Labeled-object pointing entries

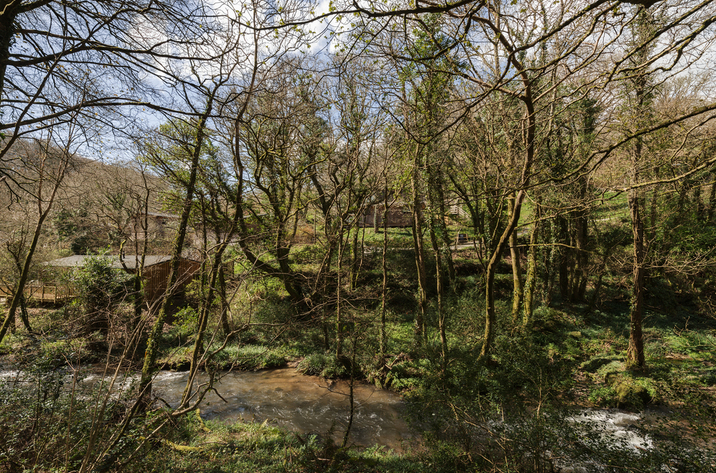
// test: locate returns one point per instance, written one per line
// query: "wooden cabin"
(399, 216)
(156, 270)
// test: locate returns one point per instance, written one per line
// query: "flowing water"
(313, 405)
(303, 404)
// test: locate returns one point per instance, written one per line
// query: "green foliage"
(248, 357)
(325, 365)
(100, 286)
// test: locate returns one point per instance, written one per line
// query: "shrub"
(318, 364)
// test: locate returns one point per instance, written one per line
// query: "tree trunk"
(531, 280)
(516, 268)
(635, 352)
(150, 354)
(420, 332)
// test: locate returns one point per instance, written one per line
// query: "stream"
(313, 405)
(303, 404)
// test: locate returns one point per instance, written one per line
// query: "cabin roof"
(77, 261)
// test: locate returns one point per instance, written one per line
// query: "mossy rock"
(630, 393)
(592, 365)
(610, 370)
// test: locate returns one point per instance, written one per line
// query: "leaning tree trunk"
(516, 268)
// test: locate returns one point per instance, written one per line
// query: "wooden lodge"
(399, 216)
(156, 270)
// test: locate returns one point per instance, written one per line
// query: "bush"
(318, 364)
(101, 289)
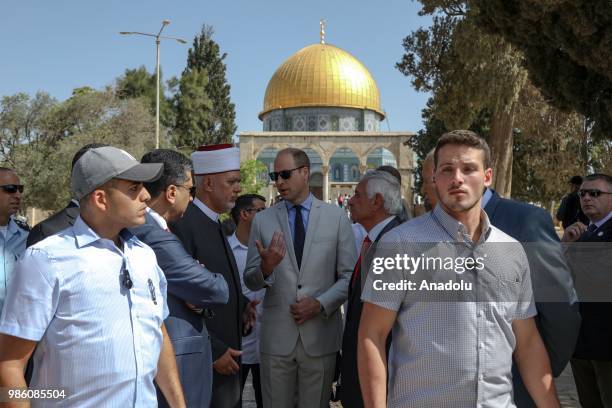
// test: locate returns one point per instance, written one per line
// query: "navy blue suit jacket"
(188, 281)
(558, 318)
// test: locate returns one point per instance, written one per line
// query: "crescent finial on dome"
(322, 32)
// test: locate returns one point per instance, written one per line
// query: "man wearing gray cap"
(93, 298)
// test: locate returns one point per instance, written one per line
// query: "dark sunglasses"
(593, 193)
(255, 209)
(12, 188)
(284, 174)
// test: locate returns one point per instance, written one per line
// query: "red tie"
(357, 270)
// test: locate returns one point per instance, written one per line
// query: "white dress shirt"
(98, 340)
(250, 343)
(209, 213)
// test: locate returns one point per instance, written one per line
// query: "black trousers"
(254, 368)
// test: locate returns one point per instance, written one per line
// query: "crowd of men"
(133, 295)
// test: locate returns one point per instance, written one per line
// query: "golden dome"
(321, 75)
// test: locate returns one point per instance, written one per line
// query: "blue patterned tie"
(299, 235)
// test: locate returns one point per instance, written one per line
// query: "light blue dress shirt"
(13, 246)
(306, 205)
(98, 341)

==

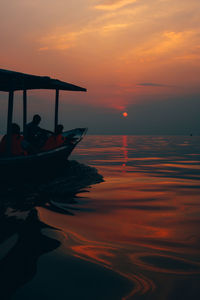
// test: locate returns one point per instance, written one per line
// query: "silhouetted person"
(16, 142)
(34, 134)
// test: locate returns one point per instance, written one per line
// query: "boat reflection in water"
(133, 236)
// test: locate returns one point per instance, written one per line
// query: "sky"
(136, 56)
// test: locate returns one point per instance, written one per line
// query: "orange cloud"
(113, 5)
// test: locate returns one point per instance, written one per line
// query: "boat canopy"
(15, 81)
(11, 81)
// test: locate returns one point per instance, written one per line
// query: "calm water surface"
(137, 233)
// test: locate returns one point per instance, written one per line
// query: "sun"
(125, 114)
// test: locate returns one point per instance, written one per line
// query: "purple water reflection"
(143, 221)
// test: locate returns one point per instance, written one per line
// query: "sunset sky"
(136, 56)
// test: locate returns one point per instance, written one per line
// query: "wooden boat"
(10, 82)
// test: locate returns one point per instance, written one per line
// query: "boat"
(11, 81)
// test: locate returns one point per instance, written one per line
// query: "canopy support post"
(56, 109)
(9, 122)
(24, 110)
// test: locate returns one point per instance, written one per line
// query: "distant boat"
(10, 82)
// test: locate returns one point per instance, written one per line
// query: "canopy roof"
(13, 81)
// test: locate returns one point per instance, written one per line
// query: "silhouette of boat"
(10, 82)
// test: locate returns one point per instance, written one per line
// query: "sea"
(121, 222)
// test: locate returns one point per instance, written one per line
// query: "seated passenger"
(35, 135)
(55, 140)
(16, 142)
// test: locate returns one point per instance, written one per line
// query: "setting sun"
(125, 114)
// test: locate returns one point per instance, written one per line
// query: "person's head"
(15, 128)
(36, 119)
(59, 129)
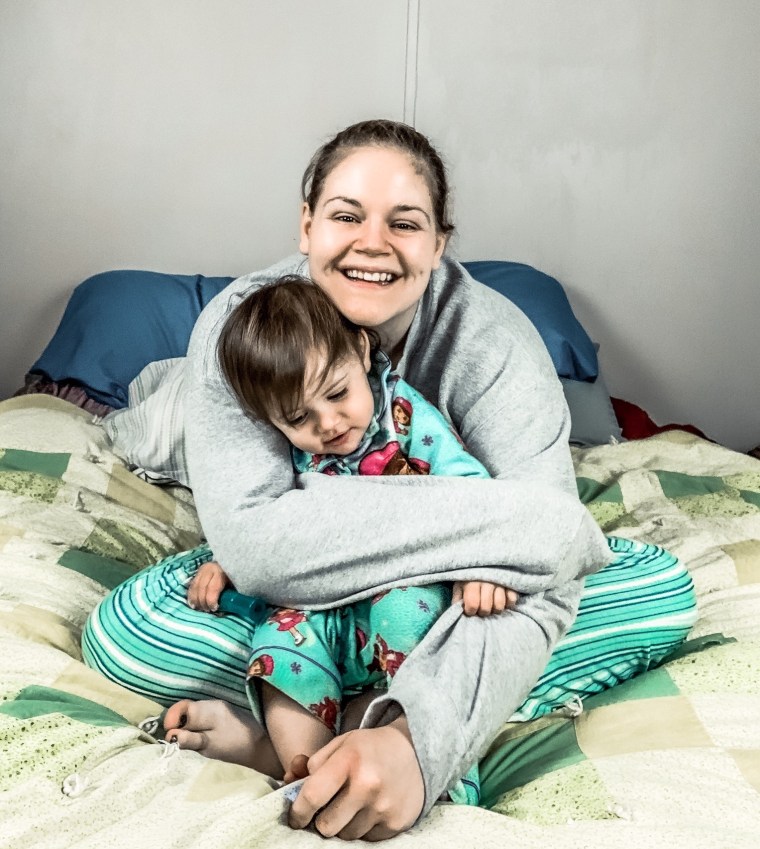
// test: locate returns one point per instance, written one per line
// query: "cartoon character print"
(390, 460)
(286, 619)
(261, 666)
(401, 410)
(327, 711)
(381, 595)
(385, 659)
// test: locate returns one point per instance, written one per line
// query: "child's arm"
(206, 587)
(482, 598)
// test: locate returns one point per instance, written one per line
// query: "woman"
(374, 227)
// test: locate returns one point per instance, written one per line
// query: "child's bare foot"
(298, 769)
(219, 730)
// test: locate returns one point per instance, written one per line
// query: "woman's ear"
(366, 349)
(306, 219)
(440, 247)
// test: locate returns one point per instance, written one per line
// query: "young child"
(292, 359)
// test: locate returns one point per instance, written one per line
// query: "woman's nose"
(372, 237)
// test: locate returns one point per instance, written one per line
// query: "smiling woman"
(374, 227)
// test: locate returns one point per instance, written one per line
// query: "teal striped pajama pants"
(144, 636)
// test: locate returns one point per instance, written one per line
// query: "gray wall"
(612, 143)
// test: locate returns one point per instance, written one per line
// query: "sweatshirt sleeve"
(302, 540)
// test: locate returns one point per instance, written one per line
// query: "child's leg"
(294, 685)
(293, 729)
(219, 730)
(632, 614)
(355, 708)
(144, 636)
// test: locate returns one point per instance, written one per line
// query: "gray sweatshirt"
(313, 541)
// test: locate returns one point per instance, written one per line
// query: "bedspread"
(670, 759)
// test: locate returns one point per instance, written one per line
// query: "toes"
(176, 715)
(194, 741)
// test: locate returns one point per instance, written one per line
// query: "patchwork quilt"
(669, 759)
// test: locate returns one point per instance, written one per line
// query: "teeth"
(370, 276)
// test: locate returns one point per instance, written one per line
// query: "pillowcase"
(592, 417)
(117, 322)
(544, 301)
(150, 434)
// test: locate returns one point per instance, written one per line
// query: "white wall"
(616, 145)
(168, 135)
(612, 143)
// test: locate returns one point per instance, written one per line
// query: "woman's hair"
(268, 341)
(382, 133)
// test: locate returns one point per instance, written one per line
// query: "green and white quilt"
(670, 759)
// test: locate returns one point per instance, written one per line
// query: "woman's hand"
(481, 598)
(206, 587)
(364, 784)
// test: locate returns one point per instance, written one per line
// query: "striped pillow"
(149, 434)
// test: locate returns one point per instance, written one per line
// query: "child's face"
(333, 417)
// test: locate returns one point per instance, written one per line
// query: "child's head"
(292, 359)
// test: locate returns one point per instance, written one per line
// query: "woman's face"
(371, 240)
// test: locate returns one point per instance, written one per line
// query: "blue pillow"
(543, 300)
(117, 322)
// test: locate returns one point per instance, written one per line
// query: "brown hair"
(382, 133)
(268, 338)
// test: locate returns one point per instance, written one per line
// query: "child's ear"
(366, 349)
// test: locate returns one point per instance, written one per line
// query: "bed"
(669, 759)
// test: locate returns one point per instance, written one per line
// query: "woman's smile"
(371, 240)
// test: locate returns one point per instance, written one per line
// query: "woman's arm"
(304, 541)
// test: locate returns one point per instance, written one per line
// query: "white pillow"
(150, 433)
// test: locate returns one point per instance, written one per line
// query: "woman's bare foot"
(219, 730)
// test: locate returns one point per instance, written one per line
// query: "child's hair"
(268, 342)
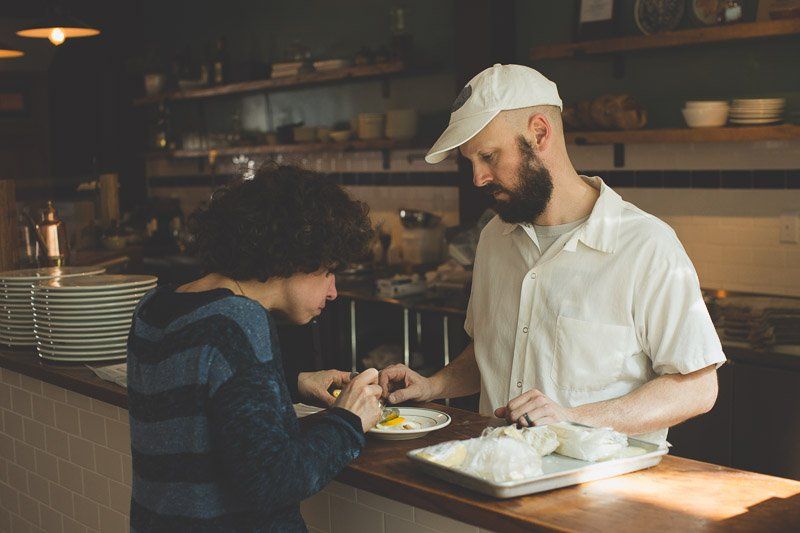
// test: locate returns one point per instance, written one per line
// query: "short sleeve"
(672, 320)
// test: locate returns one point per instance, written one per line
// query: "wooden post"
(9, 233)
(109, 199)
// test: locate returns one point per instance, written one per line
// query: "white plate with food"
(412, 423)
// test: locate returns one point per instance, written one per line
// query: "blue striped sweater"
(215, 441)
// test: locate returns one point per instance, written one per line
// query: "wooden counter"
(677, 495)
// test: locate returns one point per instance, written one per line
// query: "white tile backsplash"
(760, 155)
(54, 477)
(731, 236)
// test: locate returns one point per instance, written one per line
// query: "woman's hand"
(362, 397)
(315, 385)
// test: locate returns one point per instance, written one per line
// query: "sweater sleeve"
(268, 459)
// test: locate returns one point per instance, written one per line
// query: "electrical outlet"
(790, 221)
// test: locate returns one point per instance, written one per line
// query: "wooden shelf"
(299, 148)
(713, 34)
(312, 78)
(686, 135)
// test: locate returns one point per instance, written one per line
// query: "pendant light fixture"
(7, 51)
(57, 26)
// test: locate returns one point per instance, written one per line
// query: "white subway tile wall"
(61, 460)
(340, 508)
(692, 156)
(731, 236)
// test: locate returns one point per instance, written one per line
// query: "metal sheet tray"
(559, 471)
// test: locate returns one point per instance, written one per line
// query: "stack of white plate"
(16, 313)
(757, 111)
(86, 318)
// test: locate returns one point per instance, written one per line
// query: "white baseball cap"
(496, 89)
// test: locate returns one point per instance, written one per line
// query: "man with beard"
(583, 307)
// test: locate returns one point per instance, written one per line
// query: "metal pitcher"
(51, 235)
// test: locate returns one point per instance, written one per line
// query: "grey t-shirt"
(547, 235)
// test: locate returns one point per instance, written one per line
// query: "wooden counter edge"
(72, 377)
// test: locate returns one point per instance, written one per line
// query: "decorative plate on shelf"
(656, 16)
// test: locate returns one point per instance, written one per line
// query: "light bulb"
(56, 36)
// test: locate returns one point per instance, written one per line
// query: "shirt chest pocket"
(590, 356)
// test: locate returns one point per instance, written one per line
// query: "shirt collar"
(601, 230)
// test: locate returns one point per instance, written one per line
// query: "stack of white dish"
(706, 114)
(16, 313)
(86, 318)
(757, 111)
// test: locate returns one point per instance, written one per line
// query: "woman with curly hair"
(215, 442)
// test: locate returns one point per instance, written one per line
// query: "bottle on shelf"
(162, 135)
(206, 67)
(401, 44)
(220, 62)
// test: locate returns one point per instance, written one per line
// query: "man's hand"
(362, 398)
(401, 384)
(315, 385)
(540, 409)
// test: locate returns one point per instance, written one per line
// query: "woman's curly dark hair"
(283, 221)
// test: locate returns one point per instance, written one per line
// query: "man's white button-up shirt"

▶ [Task]:
Count the lines in the entries that contain the word "stack" and give only that number.

▶ [Reply]:
2